INSTRUCTIONS FOR THE TASK: Repeat exactly each line of the data provided below.

DATA FOR THIS EXERCISE:
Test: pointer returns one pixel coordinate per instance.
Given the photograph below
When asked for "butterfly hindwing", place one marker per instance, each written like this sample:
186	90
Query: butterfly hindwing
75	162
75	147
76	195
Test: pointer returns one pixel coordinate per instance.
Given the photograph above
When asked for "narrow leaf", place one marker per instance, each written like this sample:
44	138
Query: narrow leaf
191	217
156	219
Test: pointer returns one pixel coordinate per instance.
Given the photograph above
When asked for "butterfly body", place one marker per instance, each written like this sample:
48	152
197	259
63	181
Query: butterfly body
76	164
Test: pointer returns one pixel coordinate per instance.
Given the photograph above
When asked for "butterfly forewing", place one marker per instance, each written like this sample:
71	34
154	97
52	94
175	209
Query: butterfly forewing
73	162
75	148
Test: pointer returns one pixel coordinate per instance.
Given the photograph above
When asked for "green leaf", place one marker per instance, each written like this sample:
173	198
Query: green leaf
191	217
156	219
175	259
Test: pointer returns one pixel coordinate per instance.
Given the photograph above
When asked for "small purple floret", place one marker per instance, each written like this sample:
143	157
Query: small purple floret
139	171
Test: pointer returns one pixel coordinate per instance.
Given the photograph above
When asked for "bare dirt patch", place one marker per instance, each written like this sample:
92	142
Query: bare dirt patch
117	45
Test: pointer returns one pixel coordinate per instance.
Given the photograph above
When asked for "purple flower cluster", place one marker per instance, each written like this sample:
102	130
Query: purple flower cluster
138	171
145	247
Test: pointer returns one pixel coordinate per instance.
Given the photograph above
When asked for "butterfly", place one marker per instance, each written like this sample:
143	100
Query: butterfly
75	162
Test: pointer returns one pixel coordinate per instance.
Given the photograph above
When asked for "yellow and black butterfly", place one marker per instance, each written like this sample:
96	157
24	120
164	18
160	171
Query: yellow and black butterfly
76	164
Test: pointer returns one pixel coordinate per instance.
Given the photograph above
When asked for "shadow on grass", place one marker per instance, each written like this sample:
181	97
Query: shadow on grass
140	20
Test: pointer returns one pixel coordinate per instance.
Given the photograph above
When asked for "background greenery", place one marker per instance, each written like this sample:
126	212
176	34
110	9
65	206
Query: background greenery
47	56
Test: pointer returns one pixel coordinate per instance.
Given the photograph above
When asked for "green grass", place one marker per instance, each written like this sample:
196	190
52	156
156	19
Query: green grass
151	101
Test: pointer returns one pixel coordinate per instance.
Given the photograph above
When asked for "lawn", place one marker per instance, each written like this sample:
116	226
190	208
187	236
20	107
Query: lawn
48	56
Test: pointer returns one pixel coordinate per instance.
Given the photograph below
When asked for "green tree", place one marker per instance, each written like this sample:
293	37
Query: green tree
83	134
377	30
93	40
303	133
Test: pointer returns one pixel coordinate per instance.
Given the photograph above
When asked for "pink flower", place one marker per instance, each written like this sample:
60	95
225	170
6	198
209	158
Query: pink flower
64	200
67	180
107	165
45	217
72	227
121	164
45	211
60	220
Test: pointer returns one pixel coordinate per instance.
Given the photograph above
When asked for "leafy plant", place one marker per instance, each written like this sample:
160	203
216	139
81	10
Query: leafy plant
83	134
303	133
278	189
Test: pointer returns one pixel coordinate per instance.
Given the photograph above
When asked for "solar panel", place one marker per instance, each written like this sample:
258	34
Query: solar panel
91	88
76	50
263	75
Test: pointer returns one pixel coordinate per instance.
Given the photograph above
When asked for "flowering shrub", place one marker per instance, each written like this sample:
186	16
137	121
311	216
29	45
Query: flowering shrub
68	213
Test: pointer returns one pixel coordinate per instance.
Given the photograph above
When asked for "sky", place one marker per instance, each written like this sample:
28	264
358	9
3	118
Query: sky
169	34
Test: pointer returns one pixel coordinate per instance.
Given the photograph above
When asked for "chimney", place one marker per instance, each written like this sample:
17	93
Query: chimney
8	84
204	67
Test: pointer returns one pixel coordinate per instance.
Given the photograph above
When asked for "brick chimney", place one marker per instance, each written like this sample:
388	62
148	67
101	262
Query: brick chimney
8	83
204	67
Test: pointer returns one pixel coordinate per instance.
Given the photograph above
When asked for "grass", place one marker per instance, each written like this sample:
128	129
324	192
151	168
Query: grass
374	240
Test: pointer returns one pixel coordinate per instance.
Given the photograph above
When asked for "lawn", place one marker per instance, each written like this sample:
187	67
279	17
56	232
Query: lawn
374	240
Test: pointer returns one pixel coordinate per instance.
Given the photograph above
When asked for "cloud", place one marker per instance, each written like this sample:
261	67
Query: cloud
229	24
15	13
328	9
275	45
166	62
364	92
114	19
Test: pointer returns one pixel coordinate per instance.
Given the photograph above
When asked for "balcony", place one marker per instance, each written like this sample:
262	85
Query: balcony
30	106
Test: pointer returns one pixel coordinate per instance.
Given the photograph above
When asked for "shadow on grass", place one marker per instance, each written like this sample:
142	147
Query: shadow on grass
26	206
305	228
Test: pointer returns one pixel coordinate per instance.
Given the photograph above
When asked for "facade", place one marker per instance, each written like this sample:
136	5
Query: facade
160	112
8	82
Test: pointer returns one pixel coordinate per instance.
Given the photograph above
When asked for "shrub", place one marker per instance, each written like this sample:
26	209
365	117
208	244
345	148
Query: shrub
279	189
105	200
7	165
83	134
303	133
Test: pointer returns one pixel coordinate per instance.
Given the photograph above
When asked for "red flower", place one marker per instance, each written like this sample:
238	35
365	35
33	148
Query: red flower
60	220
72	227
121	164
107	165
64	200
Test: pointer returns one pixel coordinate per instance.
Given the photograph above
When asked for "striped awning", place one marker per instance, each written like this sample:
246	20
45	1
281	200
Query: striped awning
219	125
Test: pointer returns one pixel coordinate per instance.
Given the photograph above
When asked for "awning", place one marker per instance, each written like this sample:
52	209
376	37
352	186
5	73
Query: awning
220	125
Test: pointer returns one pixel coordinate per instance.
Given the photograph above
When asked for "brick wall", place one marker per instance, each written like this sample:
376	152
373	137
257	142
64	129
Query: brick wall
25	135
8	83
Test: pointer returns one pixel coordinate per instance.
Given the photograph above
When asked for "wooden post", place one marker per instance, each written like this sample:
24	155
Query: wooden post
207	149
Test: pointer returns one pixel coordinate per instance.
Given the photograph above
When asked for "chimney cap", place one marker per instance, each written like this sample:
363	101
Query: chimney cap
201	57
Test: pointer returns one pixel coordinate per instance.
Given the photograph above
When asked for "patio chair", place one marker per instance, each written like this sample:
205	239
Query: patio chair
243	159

OUTPUT OF THE EXERCISE:
Test: pointer returns one pixel coordinate per instance.
Given the photograph below
When asked for "butterfly hindwing", place one marker per instance, each written like this sample:
186	90
Query: butterfly hindwing
75	162
75	147
76	195
Test: pointer returns one pixel coordinate per instance.
Given the photograph above
When asked for "narrow leaf", place one marker per instance, each written like this sample:
44	138
Query: narrow leaf
191	217
156	219
Test: pointer returns one pixel coordinate per instance.
Given the photograph above
When asked for "butterfly body", place one marker per instance, each written like this sample:
48	152
197	259
63	181
Query: butterfly body
76	164
Test: pointer returns one pixel coordinate per instance.
Given the photograph above
When asked for "butterfly forewing", place one marker per instance, each written like this sample:
71	34
154	97
52	94
175	209
Query: butterfly forewing
73	162
75	148
Test: pointer returns one pixel coordinate per instance.
Given the photograph above
When asked for "green leaf", place one marker per instance, each written like this sample:
173	198
Query: green leaf
191	217
156	219
175	259
Test: pointer returns one pixel coordinate per instance.
Given the photograph above
When asked for "small purple floret", place one marker per instance, each written like this sample:
143	157
Query: small purple floret
139	171
Test: pointer returns one pixel coordinate per instance.
Given the photograph above
When asked for "bare dirt patch", place one marker per instance, each written like this sample:
92	142
Query: bare dirt patch
117	45
Test: pointer returns one pixel coordinate per instance.
Given the photograph above
When asked for "purple flower cluster", place one marker per instance, each written like this sample:
102	130
Query: purple flower cluster
138	171
145	247
Test: pointer returns one pixel coordinate per instance.
Given the photograph above
When asked for "butterfly", place one marker per instance, each written like this sample:
143	100
Query: butterfly
75	162
Test: pointer returns one pixel coordinate per instance.
Given the photograph above
When asked for "yellow and black butterfly", place one marker per instance, each written like this sample:
96	157
24	120
164	18
160	171
Query: yellow and black butterfly
76	164
Test: pointer returns one pixel coordinate per instance.
Given the photograph above
When asked for "shadow on grass", place one marker per instance, each written like this sample:
181	97
Query: shadow on grass
140	20
Test: pointer returns one pixel coordinate per instance.
Given the photograph above
When asked for "background greenery", place one marker per instance, each written like this sample:
126	212
176	34
110	9
65	206
Query: background greenery
47	56
Test: pointer returns one pixel coordinate per instance.
Given the photograph above
When asked for "green grass", place one marker per instance, each written like this sample:
196	190
52	156
156	19
Query: green grass
151	101
Test: pointer returns one pixel coordinate per instance.
Given the photograph above
When asked for "lawn", place one marker per instance, each written like this sample:
116	226
190	208
187	236
20	107
Query: lawn
48	56
Test: pointer returns one pixel coordinate per instance.
Given the photograph below
When asked for "green tree", place one marker per instance, each written like this sample:
293	37
Query: green tree
83	134
377	30
93	40
303	133
Test: pointer returns one pixel coordinate per instance.
Given the photograph above
When asked for "pink flower", place one marker per instance, each written like this sample:
60	95
225	170
6	198
209	158
Query: pink flower
64	200
67	180
107	165
45	217
72	227
121	164
45	211
60	220
Test: pointer returns one pixel coordinate per instance.
Given the photograph above
When asked for "leafy plant", place one marker per instance, each written like this sample:
160	203
216	139
81	10
Query: leafy plant
83	134
303	133
278	189
Test: pointer returns one pixel coordinate per instance.
Given the photograph above
When asked for "solar panel", place one marker per instance, each written like this sample:
258	34
Query: solar panel
91	88
76	50
263	75
Test: pointer returns one pixel coordinate per instance.
Given the photograph above
When asked for "flowering shrub", place one marker per instance, each written like this sample:
186	16
137	121
311	216
29	45
Query: flowering shrub
68	213
Test: pointer returns one pixel coordinate per instance.
Given the photograph above
When asked for "sky", place one marker per instance, each written like this sample:
28	264
358	9
3	118
Query: sky
169	34
Test: pointer returns one pixel coordinate per instance.
Given the photograph above
When asked for "chimney", place one marker per instance, each written like this sample:
17	93
Query: chimney
8	84
204	67
Test: pointer returns one pixel coordinate per instance.
Given the photograph above
When asked for "brick chimney", place one marker per instance, each written like this sample:
388	62
148	67
101	262
Query: brick chimney
8	83
204	67
Test: pointer returns one pixel coordinate per instance.
Given the photograph above
When asked for "grass", place one marker per instance, each written like this sample:
128	129
324	192
151	168
Query: grass
374	240
Test: pointer returns one pixel coordinate per instance.
Given the photograph above
When asked for "lawn", place one marker per instance, each written like this sample:
187	67
279	17
56	232
Query: lawn
374	240
Test: pointer returns one pixel coordinate per instance.
Given the photograph above
When asked for "cloud", place one marker per instance, each written like this sample:
261	67
Query: cloud
229	24
15	13
328	9
275	45
166	62
364	92
114	19
Test: pointer returns one pixel coordinate per instance.
Given the photograph above
When asked for "balcony", place one marker per instance, each written like this sample:
262	85
Query: balcony
30	106
Test: pointer returns one pixel coordinate per instance.
Given the photograph above
When asked for "shadow on grass", place one marker per instance, each written like this sample:
142	147
Query: shadow on grass
26	206
305	228
Test: pointer returns one pixel coordinate per instance.
Given the photograph above
When asked for "facade", place one marker per instance, each written like this sample:
136	5
Query: facade
160	112
8	82
Test: pointer returns one pixel coordinate per instance.
Given the photograph above
When asked for "shrub", place one marker per instance, each written like this sample:
26	209
365	117
208	244
345	148
Query: shrub
279	189
105	200
7	165
83	134
303	133
Test: pointer returns one pixel coordinate per instance.
Given the photograph above
When asked for "red flower", place one marker per instance, each written like this sample:
238	35
365	35
33	148
Query: red flower
60	220
72	227
121	164
107	165
64	200
Test: pointer returns one pixel coordinate per instance.
Given the photograph above
When asked for "striped awning", place one marker per instance, each written like this sample:
246	20
45	1
281	200
Query: striped awning
219	125
Test: pointer returns one pixel coordinate per instance.
Given the photograph above
When asked for "awning", place one marker per instance, each written like this sample:
52	209
376	37
352	186
5	73
Query: awning
220	125
Test: pointer returns one pixel coordinate per instance.
Given the photograph above
When asked for "brick wall", place one marker per instance, each written like this sample:
376	152
373	137
257	142
64	129
Query: brick wall
25	135
8	83
Test: pointer returns one pixel coordinate per instance.
Given the photograph above
When asked for "wooden post", place one marker per instance, each written like this sample:
24	155
Query: wooden post
207	149
Test: pointer returns one pixel coordinate per instance.
Given the photograph above
When asked for "chimney cap", place one marker per instance, each written like this sample:
363	101
Query: chimney cap
201	57
Test: pointer returns one pixel coordinate per instance.
Given the photograph above
When asked for "patio chair", place one marker per instance, each written like this sample:
205	239
Query: patio chair
243	159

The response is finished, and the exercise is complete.